::: THE INPUT

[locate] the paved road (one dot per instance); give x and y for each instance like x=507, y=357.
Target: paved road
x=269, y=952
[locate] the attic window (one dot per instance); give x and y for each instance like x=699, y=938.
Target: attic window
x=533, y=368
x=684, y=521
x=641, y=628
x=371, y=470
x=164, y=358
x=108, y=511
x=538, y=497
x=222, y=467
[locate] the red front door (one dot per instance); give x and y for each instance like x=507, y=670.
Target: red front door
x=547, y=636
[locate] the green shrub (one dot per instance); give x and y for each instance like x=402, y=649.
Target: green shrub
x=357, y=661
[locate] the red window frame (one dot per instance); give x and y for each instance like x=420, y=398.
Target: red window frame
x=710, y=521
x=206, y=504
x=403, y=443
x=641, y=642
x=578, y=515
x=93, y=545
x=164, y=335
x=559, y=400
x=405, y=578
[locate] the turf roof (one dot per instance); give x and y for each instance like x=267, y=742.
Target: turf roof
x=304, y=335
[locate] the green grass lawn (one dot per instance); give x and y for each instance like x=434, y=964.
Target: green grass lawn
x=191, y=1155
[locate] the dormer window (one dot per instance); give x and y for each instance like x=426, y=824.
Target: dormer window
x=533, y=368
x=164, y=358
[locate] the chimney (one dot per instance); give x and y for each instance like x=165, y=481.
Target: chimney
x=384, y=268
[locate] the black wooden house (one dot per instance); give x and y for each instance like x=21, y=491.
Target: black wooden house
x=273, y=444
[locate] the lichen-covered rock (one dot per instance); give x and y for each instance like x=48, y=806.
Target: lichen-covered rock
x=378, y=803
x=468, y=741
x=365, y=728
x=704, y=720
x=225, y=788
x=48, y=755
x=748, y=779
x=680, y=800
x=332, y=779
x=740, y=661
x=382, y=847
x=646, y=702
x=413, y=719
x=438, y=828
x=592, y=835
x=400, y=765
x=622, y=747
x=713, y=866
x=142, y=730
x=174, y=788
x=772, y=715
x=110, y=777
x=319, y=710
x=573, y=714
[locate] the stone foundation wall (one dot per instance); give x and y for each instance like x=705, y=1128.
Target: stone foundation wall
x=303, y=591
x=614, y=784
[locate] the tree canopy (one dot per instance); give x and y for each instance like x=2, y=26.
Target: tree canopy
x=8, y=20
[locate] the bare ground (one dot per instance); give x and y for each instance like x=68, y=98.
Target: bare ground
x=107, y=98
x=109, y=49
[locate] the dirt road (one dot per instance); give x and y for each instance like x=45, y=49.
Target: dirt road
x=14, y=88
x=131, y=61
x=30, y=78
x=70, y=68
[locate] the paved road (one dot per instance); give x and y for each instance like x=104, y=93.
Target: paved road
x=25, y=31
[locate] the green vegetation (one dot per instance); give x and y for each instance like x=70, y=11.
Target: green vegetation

::::::

_THE REQUEST_:
Rewrite every line of the items above as a Markdown table with two columns, Row and Line. Put the row number under Row and the line under Line, and leave out any blank lines.

_SOLUTION BELOW_:
| Row | Line |
|---|---|
| 1 | [locate] the paved road (one dot per instance); give x and y for each instance like x=507, y=357. |
| 2 | Target: paved road |
| 3 | x=269, y=952 |
| 4 | [locate] the attic window (one dot per instance); give x and y for each instance like x=699, y=938. |
| 5 | Target: attic window |
| 6 | x=533, y=368 |
| 7 | x=684, y=521 |
| 8 | x=641, y=628 |
| 9 | x=371, y=470 |
| 10 | x=164, y=358 |
| 11 | x=108, y=511 |
| 12 | x=538, y=497 |
| 13 | x=222, y=467 |
| 14 | [locate] the red front door (one dot per instance); give x and y for each instance like x=507, y=670. |
| 15 | Target: red front door |
| 16 | x=547, y=636 |
| 17 | [locate] the green shrub (one dot per instance); give x and y for each instance like x=402, y=649. |
| 18 | Target: green shrub |
| 19 | x=357, y=661 |
| 20 | [locate] the red window frame (one dot per instance); give x and y for each instance like x=420, y=398. |
| 21 | Target: red window frame |
| 22 | x=710, y=521 |
| 23 | x=206, y=504 |
| 24 | x=403, y=443 |
| 25 | x=641, y=642 |
| 26 | x=578, y=515 |
| 27 | x=93, y=545 |
| 28 | x=164, y=335 |
| 29 | x=559, y=400 |
| 30 | x=405, y=578 |
| 31 | [locate] the turf roof (one dot per instance); give x and y for each instance like x=267, y=742. |
| 32 | Target: turf roof |
| 33 | x=304, y=335 |
| 34 | [locate] the green grass lawn (one dot per instance); give x and y for each instance like x=434, y=964. |
| 35 | Target: green grass lawn |
| 36 | x=191, y=1155 |
| 37 | [locate] the dormer window (one dot per instance); give x and y for each instance like x=426, y=824. |
| 38 | Target: dormer window |
| 39 | x=533, y=368 |
| 40 | x=164, y=358 |
| 41 | [locate] the chimney (one dot per instance); give x and y for each instance like x=165, y=481. |
| 42 | Target: chimney |
| 43 | x=384, y=268 |
| 44 | [locate] the black wooden house (one dot per instance); give x and y for each instance like x=21, y=491. |
| 45 | Target: black wooden house |
| 46 | x=273, y=444 |
| 47 | [locate] the lichen-covered rock (one dot per instance); give x and y for each instance like x=48, y=806. |
| 48 | Target: lichen-covered rock |
| 49 | x=378, y=803 |
| 50 | x=468, y=741 |
| 51 | x=365, y=728 |
| 52 | x=704, y=720 |
| 53 | x=225, y=788 |
| 54 | x=48, y=755 |
| 55 | x=748, y=779 |
| 56 | x=680, y=800 |
| 57 | x=332, y=779 |
| 58 | x=740, y=661 |
| 59 | x=382, y=847 |
| 60 | x=646, y=702 |
| 61 | x=413, y=719 |
| 62 | x=438, y=828 |
| 63 | x=592, y=835 |
| 64 | x=400, y=765 |
| 65 | x=622, y=747 |
| 66 | x=713, y=866 |
| 67 | x=142, y=730 |
| 68 | x=174, y=788 |
| 69 | x=772, y=715 |
| 70 | x=110, y=777 |
| 71 | x=319, y=710 |
| 72 | x=573, y=714 |
| 73 | [locate] the stone foundation wall (one dot per instance); give x and y for each instance like x=705, y=1128. |
| 74 | Target: stone foundation wall |
| 75 | x=303, y=591 |
| 76 | x=614, y=784 |
| 77 | [locate] the tree canopy (one dot per instance); give x and y for each instance like x=2, y=26. |
| 78 | Target: tree canopy |
| 79 | x=8, y=20 |
| 80 | [locate] the bare ground (one dot per instance); give x and y for each instance like x=68, y=98. |
| 81 | Target: bare ground |
| 82 | x=107, y=98 |
| 83 | x=109, y=49 |
| 84 | [locate] the dirt road (one dot per instance); give x and y for each instance like x=45, y=49. |
| 85 | Target: dirt road |
| 86 | x=14, y=88 |
| 87 | x=131, y=61 |
| 88 | x=30, y=78 |
| 89 | x=70, y=68 |
| 90 | [locate] the paved road (one dot per instance); give x and y for each instance like x=104, y=93. |
| 91 | Target: paved road |
| 92 | x=25, y=31 |
| 93 | [locate] the green vegetation (one dot per instance); give x and y for each instance like x=70, y=11. |
| 94 | Target: green vegetation |